= DATA LISTING =
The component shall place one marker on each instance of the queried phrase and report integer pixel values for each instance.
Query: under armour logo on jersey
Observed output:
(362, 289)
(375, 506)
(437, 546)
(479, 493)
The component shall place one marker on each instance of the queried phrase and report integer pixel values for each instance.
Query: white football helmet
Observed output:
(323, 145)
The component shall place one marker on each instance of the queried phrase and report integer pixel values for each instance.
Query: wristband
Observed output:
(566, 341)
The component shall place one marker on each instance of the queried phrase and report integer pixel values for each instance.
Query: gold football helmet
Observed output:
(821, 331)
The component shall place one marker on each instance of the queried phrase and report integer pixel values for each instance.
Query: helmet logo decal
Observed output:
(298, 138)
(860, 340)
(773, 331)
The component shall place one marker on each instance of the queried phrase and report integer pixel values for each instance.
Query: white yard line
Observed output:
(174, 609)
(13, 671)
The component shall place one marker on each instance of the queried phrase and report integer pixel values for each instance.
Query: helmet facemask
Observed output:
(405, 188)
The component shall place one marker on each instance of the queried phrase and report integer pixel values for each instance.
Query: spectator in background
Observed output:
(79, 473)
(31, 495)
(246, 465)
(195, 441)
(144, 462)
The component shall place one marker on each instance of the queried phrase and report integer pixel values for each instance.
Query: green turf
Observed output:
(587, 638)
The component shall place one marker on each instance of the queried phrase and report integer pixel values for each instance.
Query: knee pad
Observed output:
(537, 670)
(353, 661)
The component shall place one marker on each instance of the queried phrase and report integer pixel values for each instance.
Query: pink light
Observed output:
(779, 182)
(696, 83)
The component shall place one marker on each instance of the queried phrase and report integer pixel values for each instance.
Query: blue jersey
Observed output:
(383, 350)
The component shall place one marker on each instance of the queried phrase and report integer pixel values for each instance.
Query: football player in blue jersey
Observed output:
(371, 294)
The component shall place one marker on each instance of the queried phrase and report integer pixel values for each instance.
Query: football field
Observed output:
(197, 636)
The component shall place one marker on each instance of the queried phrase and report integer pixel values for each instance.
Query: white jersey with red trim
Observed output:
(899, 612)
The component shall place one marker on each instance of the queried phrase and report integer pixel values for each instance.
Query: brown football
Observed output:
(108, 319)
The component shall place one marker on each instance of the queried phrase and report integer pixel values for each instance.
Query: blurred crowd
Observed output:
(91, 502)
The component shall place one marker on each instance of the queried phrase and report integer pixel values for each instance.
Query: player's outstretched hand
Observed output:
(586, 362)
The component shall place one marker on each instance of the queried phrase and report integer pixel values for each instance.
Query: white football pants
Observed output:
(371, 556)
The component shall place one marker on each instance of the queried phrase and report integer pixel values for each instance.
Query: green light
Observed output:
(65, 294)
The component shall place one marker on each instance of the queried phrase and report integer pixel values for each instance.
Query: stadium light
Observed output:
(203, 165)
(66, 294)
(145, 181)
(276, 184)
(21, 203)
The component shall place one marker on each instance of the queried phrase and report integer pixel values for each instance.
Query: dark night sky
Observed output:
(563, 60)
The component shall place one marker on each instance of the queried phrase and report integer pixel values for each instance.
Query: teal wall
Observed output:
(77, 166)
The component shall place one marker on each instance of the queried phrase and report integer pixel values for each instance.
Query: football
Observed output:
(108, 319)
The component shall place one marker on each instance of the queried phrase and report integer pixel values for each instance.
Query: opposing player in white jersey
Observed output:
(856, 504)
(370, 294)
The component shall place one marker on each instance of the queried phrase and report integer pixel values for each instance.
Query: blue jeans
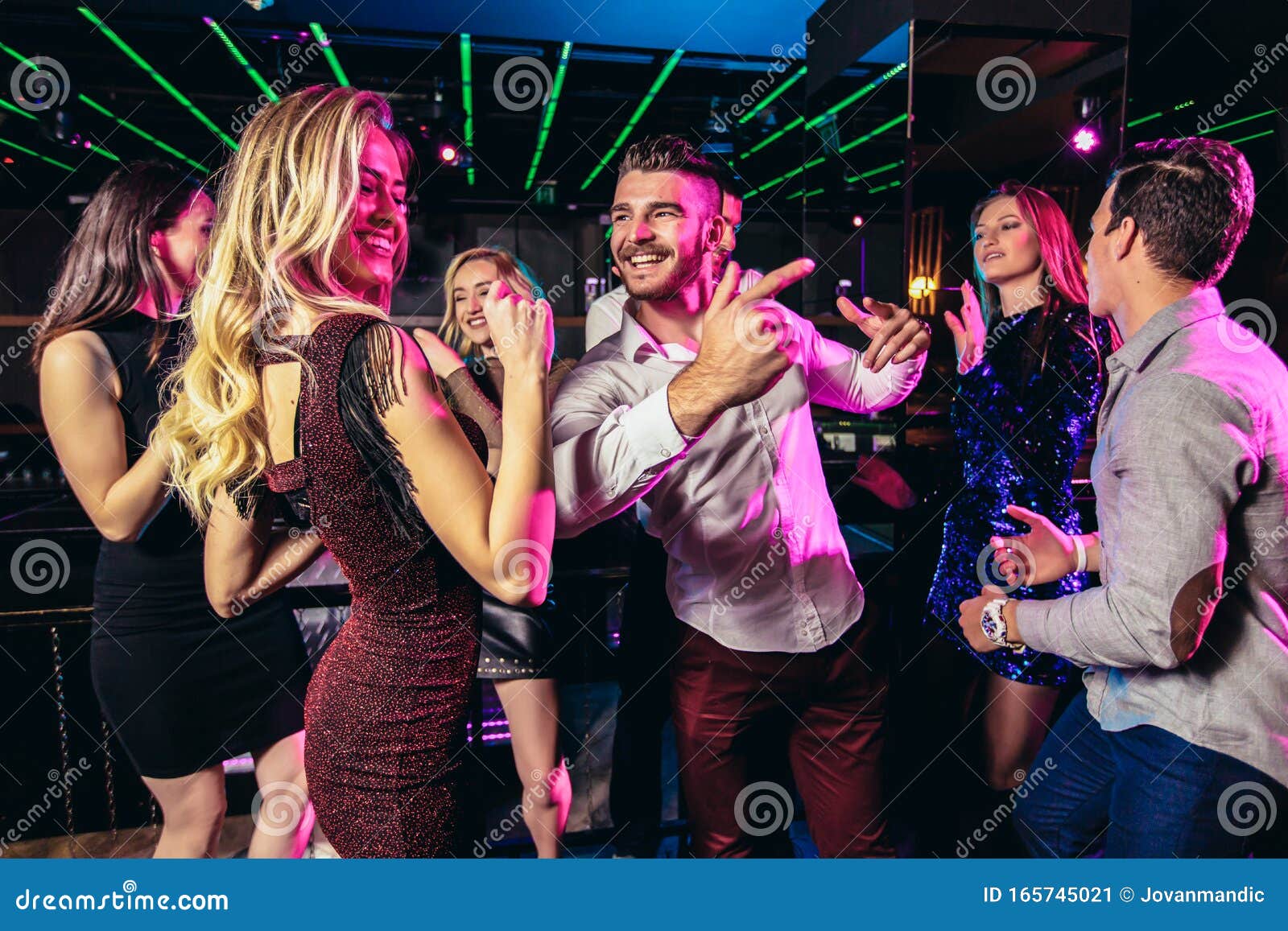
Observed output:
(1140, 792)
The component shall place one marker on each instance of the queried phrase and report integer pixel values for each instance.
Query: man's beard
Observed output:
(687, 268)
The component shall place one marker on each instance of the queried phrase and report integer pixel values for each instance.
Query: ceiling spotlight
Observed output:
(1085, 139)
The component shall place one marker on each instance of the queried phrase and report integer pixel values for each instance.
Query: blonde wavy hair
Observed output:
(509, 270)
(285, 204)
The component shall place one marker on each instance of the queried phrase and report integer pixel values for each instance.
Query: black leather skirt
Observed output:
(517, 643)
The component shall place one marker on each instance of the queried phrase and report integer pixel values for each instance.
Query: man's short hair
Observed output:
(1191, 197)
(675, 154)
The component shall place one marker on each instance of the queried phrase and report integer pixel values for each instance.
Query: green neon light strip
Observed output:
(242, 60)
(635, 117)
(773, 96)
(1144, 119)
(152, 72)
(19, 111)
(877, 171)
(835, 109)
(36, 154)
(1236, 122)
(1255, 135)
(791, 174)
(141, 133)
(468, 97)
(768, 139)
(320, 38)
(879, 130)
(549, 115)
(805, 195)
(109, 115)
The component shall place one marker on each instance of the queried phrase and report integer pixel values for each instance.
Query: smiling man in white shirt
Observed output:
(700, 407)
(605, 315)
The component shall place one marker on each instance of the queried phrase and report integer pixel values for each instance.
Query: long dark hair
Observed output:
(109, 264)
(1063, 281)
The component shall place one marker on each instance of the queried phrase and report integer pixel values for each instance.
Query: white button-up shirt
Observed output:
(757, 557)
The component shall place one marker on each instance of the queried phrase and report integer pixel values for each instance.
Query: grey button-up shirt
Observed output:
(757, 557)
(1188, 476)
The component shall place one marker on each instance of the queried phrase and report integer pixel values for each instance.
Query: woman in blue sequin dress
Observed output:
(1030, 366)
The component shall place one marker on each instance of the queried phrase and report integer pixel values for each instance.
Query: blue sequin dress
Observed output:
(1018, 438)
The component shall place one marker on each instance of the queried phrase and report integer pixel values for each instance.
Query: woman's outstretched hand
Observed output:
(1043, 554)
(442, 358)
(969, 330)
(522, 330)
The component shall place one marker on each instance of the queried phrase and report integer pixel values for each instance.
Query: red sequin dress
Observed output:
(386, 706)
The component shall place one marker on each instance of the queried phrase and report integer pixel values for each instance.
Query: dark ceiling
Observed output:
(422, 75)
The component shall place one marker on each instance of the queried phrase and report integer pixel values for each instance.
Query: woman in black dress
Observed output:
(182, 689)
(515, 645)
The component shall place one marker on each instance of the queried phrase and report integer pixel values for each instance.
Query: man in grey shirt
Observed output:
(1179, 747)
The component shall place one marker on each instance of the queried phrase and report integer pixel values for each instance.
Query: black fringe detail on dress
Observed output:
(369, 388)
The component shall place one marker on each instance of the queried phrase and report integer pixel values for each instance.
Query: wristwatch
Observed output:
(993, 624)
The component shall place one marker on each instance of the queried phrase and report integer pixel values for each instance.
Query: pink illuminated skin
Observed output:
(367, 257)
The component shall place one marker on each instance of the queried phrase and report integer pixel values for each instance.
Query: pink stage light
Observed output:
(1085, 139)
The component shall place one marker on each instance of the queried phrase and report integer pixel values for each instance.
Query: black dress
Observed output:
(182, 688)
(514, 643)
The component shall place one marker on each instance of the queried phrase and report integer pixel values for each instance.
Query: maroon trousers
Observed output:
(742, 718)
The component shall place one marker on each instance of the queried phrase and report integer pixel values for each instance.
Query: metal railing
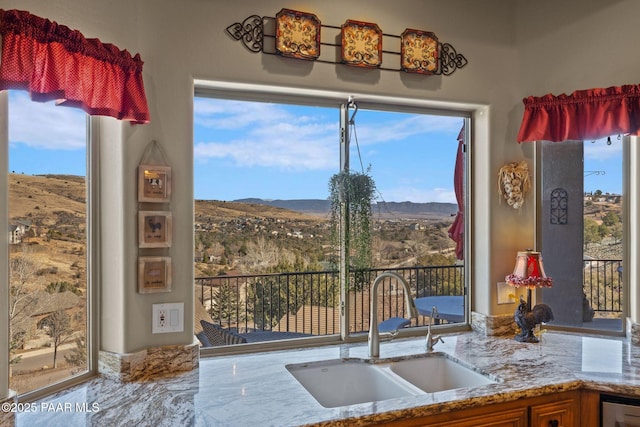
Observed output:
(603, 284)
(309, 302)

= REQUIRED WORK =
Copy, from the data above, every line where the word "green" appears.

= ANSWER TO THE PROBLEM =
Query: green turf
Query: green light
Query: green neon light strip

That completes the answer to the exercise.